Segment Open

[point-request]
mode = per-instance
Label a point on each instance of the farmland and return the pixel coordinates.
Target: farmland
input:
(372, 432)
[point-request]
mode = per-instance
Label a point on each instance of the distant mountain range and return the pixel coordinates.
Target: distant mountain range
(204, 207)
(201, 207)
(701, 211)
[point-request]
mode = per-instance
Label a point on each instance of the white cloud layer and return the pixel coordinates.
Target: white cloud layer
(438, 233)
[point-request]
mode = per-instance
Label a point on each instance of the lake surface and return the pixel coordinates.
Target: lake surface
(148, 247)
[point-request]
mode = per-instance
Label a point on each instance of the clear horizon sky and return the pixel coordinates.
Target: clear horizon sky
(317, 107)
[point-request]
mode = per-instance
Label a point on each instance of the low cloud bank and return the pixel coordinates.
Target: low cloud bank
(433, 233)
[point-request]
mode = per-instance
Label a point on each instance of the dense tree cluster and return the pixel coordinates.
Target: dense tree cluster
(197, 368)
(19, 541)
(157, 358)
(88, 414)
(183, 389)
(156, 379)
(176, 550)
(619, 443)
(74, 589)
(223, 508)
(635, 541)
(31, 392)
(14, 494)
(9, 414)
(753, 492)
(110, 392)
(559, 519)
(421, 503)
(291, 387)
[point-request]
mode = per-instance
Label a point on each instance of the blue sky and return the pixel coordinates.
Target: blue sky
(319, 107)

Segment Closed

_THE PROBLEM_
Could the data above be returned exactly as it stands?

_SOLVED PROBLEM_
[point-request]
mode = per-instance
Label a point on each instance of the farmland and return the pixel coordinates.
Target: farmland
input:
(372, 432)
[point-request]
mode = per-instance
Label a point on each instance of the distant mountain range and return the pixel coordinates.
Target: distant mountain range
(204, 207)
(201, 207)
(701, 211)
[point-request]
mode = per-instance
Label a point on each instance of the white cloud layer and return the pixel coordinates.
Target: white cloud layer
(438, 233)
[point-request]
mode = per-instance
Label a point on each instance of the lake surface and return the pixel coordinates.
Target: lake surface
(148, 247)
[point-request]
mode = per-instance
Label a point on each instance of the clear horizon sky and return the pixel coordinates.
Target: clear horizon sky
(317, 107)
[point-request]
mode = per-instance
Label a point on each instance of the low cloud bank and return the pixel coordinates.
Target: low cloud bank
(433, 233)
[point-request]
mode = per-instance
Label a point on each instance of the dense tree cluster and return the pixel coordinates.
Target: dense tree cluster
(197, 368)
(19, 541)
(157, 358)
(88, 414)
(183, 389)
(156, 379)
(176, 550)
(619, 443)
(74, 589)
(223, 508)
(635, 541)
(31, 392)
(14, 494)
(9, 414)
(753, 492)
(110, 392)
(559, 519)
(421, 503)
(291, 387)
[point-request]
mode = per-instance
Label a point on each instance of the blue sky and return the pixel coordinates.
Target: blue sky
(319, 107)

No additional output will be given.